▸ **WRITTEN EXERCISE 1**: Identify every line of the records that contains the word "stone", and copy each of those lines.

▸ **SELECTED TEXT**:
——————

Jan 25,2023 - Last updated at Jan 25,2023

Harvard University's Kennedy School last week reversed its decision to reject a fellowship for former Human Rights Watch (HRW) director Kenneth Roth who plans to write a book about his 30-year experience on the firing lines in global battles against discrimination and abuse. The controversial decision was taken by Kennedy School dean Douglas Elmendorf who, oddly, argued that Roth was refused the post because he would not contribute to the programmes of the Kennedy School’s Carr Centre for Human Rights which had offered the fellowship to him last summer. This reasoning is faulty because Roth was closely involved with the Carr Centre since its establishment in 1999.

Elmendorf’s decision attracted widespread condemnation from the American Civil Liberties Union, hundreds of Harvard academics, graduates and students, free speech activists, and, decisively, global media which became engaged after an article entitled "Why the Godfather of Human Rights is not Welcome at Harvard," by Michael Massing was published in The Nation on January 5. This article launched a broad offensive against Elmendorf, who was urged to resign, and targeted the Kennedy School, and Harvard for failing to tackle him mid-year when he made his decision to exclude Roth.  This failure shamed and humiliated both the Kennedy School and Harvard, which are touted to be defenders of free thought and free speech.

Israel's protectors have been infuriated over HRW's April 27, 2021, report accusing Israel of apartheid, separation of populations according to race or creed and privileging one over others. This was followed by an Amnesty International Report on February 1, 2022. Neither of these global rights organisations issued their reports until Israe's own B'Tselem published on January 12, 2021, a seminal document, "A regime of Jewish supremacy from the Jordan River to the Mediterranean Sea: This is apartheid."

While this accusation had been made earlier, it had never stuck. Thanks to B'Tselem, HRW and Amnesty the practice of "apartheid", which is illegal under international law, is now associated with Israel. Media which were formerly intimidated by pro-Israeli attacks and leverage have begun to refer to Israeli apartheid. To make matters worse for Israel and its friends, the new Israeli government has affirmed the accusation.

——————

▸ **WRITTEN EXERCISE 2**: Decide whether each statement below agrees with the text about Kenneth Roth's Harvard fellowship. Answer yes or no and quote the words from the text that settle it. (a) The Carr Centre was established in 1999. (b) Amnesty International issued its apartheid report before HRW issued its report. (c) Michael Massing's article appeared in The Nation on January 5.

——————

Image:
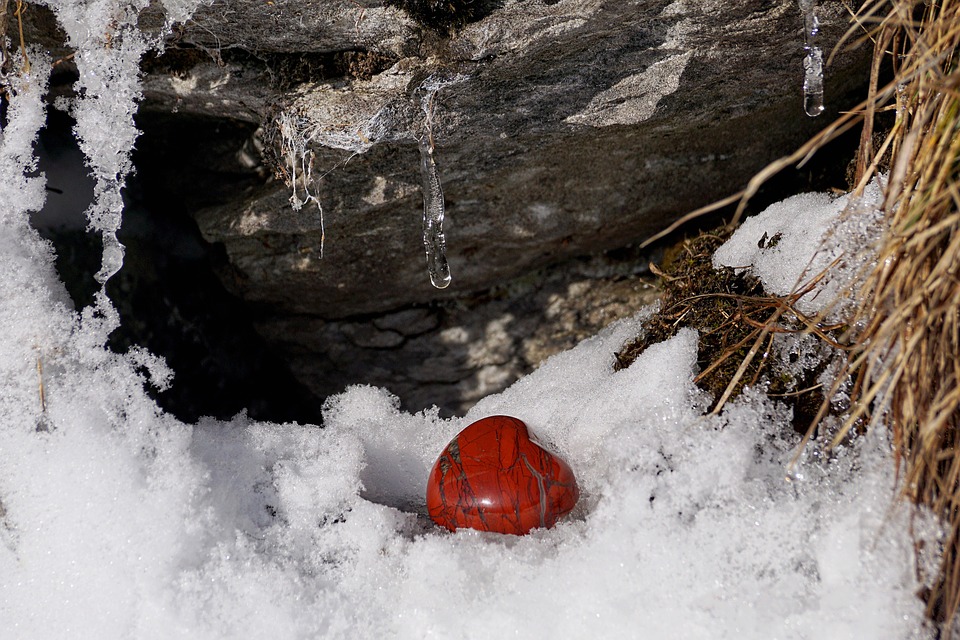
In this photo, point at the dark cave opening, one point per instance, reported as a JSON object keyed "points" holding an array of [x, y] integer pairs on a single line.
{"points": [[168, 295]]}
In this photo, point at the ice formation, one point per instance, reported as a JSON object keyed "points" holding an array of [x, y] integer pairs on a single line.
{"points": [[434, 242], [108, 45], [812, 60], [121, 522]]}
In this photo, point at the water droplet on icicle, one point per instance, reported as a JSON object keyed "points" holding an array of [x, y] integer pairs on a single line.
{"points": [[434, 241], [112, 260], [812, 61]]}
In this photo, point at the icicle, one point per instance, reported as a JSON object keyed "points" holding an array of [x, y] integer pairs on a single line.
{"points": [[812, 61], [434, 241]]}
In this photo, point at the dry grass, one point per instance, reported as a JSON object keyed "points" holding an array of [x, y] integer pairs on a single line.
{"points": [[903, 355], [905, 361]]}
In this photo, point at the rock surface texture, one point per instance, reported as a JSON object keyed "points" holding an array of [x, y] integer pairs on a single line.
{"points": [[562, 128]]}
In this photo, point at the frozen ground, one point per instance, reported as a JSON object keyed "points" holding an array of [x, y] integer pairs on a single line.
{"points": [[118, 521]]}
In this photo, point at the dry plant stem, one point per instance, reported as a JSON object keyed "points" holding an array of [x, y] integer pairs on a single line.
{"points": [[906, 359]]}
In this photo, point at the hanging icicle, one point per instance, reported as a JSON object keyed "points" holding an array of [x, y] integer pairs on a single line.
{"points": [[434, 241], [812, 61]]}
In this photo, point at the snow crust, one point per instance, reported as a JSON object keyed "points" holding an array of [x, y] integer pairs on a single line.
{"points": [[118, 521], [793, 242]]}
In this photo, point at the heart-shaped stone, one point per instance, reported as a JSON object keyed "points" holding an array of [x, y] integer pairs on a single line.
{"points": [[495, 476]]}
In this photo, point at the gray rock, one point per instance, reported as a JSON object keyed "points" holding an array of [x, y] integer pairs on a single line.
{"points": [[562, 128]]}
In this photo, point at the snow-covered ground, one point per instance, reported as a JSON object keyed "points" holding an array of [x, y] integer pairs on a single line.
{"points": [[118, 521]]}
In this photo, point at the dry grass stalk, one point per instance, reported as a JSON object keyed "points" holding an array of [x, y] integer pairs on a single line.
{"points": [[905, 361]]}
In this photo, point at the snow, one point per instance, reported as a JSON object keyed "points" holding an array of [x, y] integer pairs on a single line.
{"points": [[119, 521]]}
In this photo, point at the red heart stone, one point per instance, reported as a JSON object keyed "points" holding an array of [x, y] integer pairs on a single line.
{"points": [[494, 476]]}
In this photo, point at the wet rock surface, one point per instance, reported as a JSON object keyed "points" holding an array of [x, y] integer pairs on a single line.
{"points": [[563, 129]]}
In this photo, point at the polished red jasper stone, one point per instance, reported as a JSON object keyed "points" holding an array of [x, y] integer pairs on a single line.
{"points": [[494, 476]]}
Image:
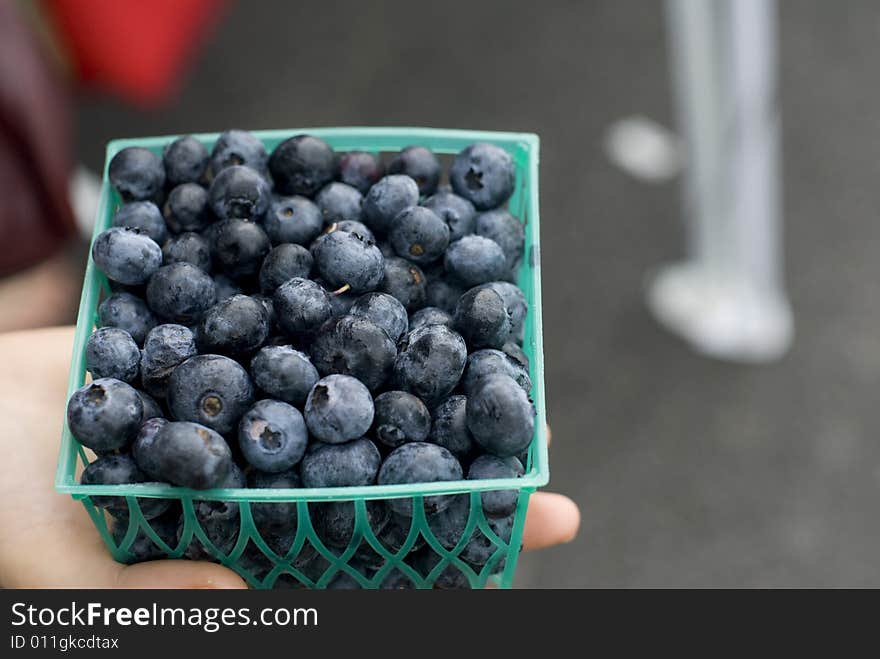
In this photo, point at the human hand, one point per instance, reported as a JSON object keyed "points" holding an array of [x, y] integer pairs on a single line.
{"points": [[48, 540]]}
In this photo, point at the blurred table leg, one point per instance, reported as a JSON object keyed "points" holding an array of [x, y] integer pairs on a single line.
{"points": [[727, 299]]}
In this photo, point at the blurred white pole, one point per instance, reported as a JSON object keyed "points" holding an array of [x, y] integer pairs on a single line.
{"points": [[728, 298]]}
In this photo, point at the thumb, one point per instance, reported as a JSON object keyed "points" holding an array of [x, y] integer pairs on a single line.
{"points": [[177, 574]]}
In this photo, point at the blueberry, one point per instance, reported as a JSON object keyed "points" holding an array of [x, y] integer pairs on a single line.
{"points": [[360, 170], [126, 256], [516, 304], [166, 347], [430, 362], [112, 353], [340, 301], [497, 503], [458, 213], [143, 215], [272, 436], [236, 326], [113, 470], [219, 521], [516, 353], [185, 161], [301, 306], [383, 310], [210, 389], [334, 521], [137, 174], [386, 199], [127, 312], [386, 248], [420, 164], [275, 518], [483, 363], [339, 202], [293, 220], [481, 318], [429, 316], [449, 428], [506, 230], [449, 526], [239, 247], [239, 193], [483, 174], [349, 259], [188, 247], [142, 548], [284, 262], [475, 260], [152, 409], [355, 346], [238, 147], [400, 417], [186, 208], [142, 448], [450, 577], [418, 235], [353, 226], [500, 416], [226, 288], [302, 165], [105, 414], [405, 281], [191, 455], [284, 373], [443, 294], [180, 292], [269, 307], [419, 462], [339, 408], [341, 465]]}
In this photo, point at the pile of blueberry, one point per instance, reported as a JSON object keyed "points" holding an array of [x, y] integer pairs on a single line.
{"points": [[309, 319]]}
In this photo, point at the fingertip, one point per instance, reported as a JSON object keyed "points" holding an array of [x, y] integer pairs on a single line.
{"points": [[176, 574], [552, 519]]}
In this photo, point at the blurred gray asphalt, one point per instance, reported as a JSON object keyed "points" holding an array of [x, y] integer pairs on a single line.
{"points": [[688, 471]]}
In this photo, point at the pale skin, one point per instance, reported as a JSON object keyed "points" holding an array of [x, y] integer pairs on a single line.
{"points": [[48, 541]]}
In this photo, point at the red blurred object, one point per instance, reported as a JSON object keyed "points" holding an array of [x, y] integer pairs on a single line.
{"points": [[35, 216], [134, 48]]}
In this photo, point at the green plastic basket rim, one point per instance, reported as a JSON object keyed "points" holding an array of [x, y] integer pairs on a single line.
{"points": [[524, 147]]}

——————

▸ **EXERCISE SOLUTION 1**:
In this photo, point at the heart-shaped stone, one point per instance, reported as a JSON object keyed "points" holding an array of [x, y] integer pairs on a single line.
In this photo, point at the red heart stone, one point per instance, reported as a JSON object keyed "points" holding an array of [x, y] integer pairs on a single line.
In this photo, point at the polished red jasper stone, one point per instance, reported as a JSON object keyed "points" holding an array of [x, y] integer pairs on a single line.

▸ **EXERCISE SOLUTION 2**:
(a) Yes: "Roth was closely involved with the Carr Centre since its establishment in 1999."
(b) No: "HRW's April 27, 2021, report" and "This was followed by an Amnesty International Report on February 1, 2022."
(c) Yes: "by Michael Massing was published in The Nation on January 5."